┌─ Passage shown

Ten years ago, Maja Zade’s adaptation of Marius von Mayenburg’s social satire The Ugly One debuted at the Royal Court, a vivacious dissection of how body image, ‘attractiveness’ and our obsession with external beauty. In that time, as the Park’s programme notes, social media has flourished (Facebook based, after all, on an algorithm originally designed to compare two different women on how ‘hot’ they were) leading to the likes of Tinder, Bumble (now daubed over London busses), or even the filter-glossed sheen of Instagram.
The Ugly One tackles these issues with head-on force – we meet Lette, the titular ugly, repulsive figure, encouraged (read: forced) to undergo surgery to remedy such a terrible affliction. Now blessed with a strikingly handsome face (much to the delight of his wife and, later, Lette’s own libido) the man navigates his way through a world where his very image is revered, commodified, imitated and manufactured. The bright face of modern day consumerism, here predicted well before it has manifested itself in a social media form.
Body image, attractiveness, issues of this nature are a snug fit for the stage – performative spaces, where individuals have to ‘put on’ expressions, wear their characters. The Ugly One takes this to the next level – Lette’s ‘transformation’ is never seen by the audience, he looks exactly the same both before and after the operation. The beauty is an artifice, a collective construct. Setting the show in the round is a neat stroke here (aided by the expansive, multifunctional slab from designer Loren Elstein) – we are all colluding in this endorsement of beauty, as pivotal to its existence as any actor on the stage. It’s a Saussurean exercise, where the signifier is rendered irrelevant due to the content of the signified. A damning inditement of modern questions of identity.
The influences are explicit here – Churchill being an obvious one (particularly in the later scenes), a modern day Ionesco or Kafka-esque notion of transformation also key. Characterisation is dialled up to 11, the absurdism reflected in individual strokes or reactions. It’s an incessantly comedic piece, and all the better for it – satire always has to straddle a line between meaningful insight and dripping mockery.

└─
┌─ Information provided

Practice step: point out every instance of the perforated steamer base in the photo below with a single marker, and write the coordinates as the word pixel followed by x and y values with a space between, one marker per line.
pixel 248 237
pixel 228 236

└─

Your tasks:
1 – List every social media platform or app named in the review of The Ugly One.
2 – In the review, who designed the expansive, multifunctional slab used for the in-the-round staging?
3 – Translate this sentence from the review into Spanish: "The beauty is an artifice, a collective construct."

Set of answers:
1 – Facebook, Tinder, Bumble, Instagram

2 – Loren Elstein

3 – La belleza es un artificio, una construcción colectiva.